_Selección_:

The Holy See
back up
Search
riga

CONGREGACIÓN PARA LAS CAUSAS DE LOS SANTOS

REFLEXIÓN DEL CARDENAL JOSÉ SARAIVA MARTINS

 

 

La centralidad de la Eucaristía
en la vida de la Iglesia


El pasado día 17 de abril, durante la santa misa In Cena Domini, el Santo Padre Juan Pablo II firmó la carta encíclica Ecclesia de Eucharistia sobre el sacramento de la Eucaristía en su relación con la Iglesia. Se trata de un documento de gran relevancia eclesial, tanto por su importancia como por la urgente actualidad de su rico contenido doctrinal y pastoral. Debe considerarse un nuevo don del Papa hecho a la Iglesia al inicio del nuevo milenio, en el vigésimo quinto aniversario de su fecundo pontificado.

Esta nueva encíclica ofrece magníficas pistas de reflexión y orientaciones seguras a quien quiera profundizar y vivir cada vez con mayor intensidad el Mysterium fidei, que el Señor nos dejó como su testamento más valioso.

1. Una nueva encíclica sobre la Eucaristía

La Eucaristía es la presencia salvífica de Cristo, muerto y resucitado, en medio de su pueblo, el cual quiso quedarse con nosotros, de modo especial, en el sacramento eucarístico. Precisamente por eso, la Eucaristía ocupa un lugar central en la vida del nuevo pueblo mesiánico. Esta centralidad es lo que la encíclica Ecclesia de Eucharistia subraya con vigor. Como sacramento por excelencia del misterio pascual -se lee en ella-, "la Eucaristía (...) está en el centro de la vida eclesial" (n. 3); y también:  "la Eucaristía  es  centro  y cumbre de la vida de la Iglesia" (n. 31). Eso significa que "la Eucaristía edifica la Iglesia y la Iglesia hace la Eucaristía" (n. 26).

_Filas proporcionadas_:
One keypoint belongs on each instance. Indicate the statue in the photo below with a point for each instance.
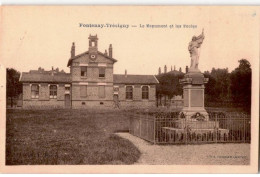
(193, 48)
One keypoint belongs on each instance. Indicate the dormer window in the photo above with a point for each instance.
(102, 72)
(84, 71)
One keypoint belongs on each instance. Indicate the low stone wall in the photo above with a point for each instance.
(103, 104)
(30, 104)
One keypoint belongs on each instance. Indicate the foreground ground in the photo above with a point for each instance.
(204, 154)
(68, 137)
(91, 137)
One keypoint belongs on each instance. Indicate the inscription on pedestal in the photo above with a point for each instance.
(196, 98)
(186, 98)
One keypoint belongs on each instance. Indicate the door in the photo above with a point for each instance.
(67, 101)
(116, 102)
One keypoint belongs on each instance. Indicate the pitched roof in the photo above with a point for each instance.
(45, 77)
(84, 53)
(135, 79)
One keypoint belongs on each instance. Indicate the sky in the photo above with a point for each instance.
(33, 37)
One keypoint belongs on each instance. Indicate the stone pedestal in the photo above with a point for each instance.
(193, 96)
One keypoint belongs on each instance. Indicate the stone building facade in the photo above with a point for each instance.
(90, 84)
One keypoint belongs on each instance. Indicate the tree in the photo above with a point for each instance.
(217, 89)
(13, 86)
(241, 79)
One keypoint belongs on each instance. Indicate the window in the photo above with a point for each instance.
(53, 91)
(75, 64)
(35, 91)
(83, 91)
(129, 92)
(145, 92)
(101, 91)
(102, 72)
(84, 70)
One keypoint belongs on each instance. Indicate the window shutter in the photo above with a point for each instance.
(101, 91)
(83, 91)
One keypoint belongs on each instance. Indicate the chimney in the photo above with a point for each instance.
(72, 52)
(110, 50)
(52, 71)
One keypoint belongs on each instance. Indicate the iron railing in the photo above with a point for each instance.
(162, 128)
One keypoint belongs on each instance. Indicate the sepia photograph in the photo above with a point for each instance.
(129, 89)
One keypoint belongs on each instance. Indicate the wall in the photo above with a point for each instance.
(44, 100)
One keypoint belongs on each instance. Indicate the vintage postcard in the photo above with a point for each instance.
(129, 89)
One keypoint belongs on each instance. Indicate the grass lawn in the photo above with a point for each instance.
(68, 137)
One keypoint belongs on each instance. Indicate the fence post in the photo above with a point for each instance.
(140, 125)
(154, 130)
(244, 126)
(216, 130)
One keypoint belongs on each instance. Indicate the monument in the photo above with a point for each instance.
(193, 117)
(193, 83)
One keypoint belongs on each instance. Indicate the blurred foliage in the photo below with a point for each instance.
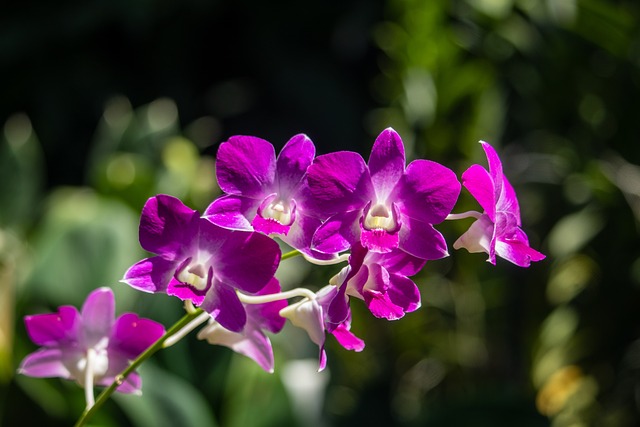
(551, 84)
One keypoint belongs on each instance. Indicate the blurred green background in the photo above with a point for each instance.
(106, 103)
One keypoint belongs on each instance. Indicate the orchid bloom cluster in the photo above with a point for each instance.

_Descripción del ejercicio_:
Retoma la reflexión sobre la centralidad de la Eucaristía en la vida de la Iglesia y continúala a partir de su última oración.

_Respuesta a la tarea_:
La centralidad del sacramento del altar en la vida de la Iglesia explica la solícita atención que ha dedicado al sacramento eucarístico. Recordemos, por ejemplo, los decretos doctrinales tridentinos al respecto, que han guiado, a lo largo de los siglos sucesivos, tanto la reflexión teológica como la catequesis, y que siguen siendo hoy un punto de referencia dogmático válido en el campo de la renovación y del crecimiento de los fieles en la devoción a la Eucaristía (cf. n. 9). En tiempos más cercanos a nosotros, cabe mencionar las tres grandes encíclicas eucarísticas:  la Mirae caritatis de León XIII, la Mediator Dei de Pío XII y la Mysterium fidei de Pablo VI. El contenido de esas encíclicas confluyó luego en los documentos del concilio Vaticano II, sobre todo en la Lumen gentium y en la Sacrosanctum Concilium.

En este marco se inserta el magisterio eucarístico del actual Pontífice. Ya en los primeros años de su ministerio petrino, había tratado, en la carta apostólica Dominicae Cenae, publicada el 24 de febrero de 1980, algunos aspectos del misterio eucarístico y su influjo en la vida de sus ministros.
En esta encíclica recoge el hilo de ese discurso para esclarecer algunos puntos y disipar algunas dudas, surgidas en diversas partes, con respecto al misterio eucarístico.

No cabe duda de que existen hoy muchos signos positivos de fe y amor a la Eucaristía. En efecto, se nota una participación más consciente y activa de los fieles en la celebración de la Eucaristía, fruto de la reforma litúrgica promovida por el concilio Vaticano II; se reserva cada vez mayor espacio diariamente a la adoración eucarística; y es cada vez mayor el número de participantes en la procesión eucarística del Corpus Christi, que la convierte, cada año, en una conmovedora profesión pública de amor a Jesús Eucaristía.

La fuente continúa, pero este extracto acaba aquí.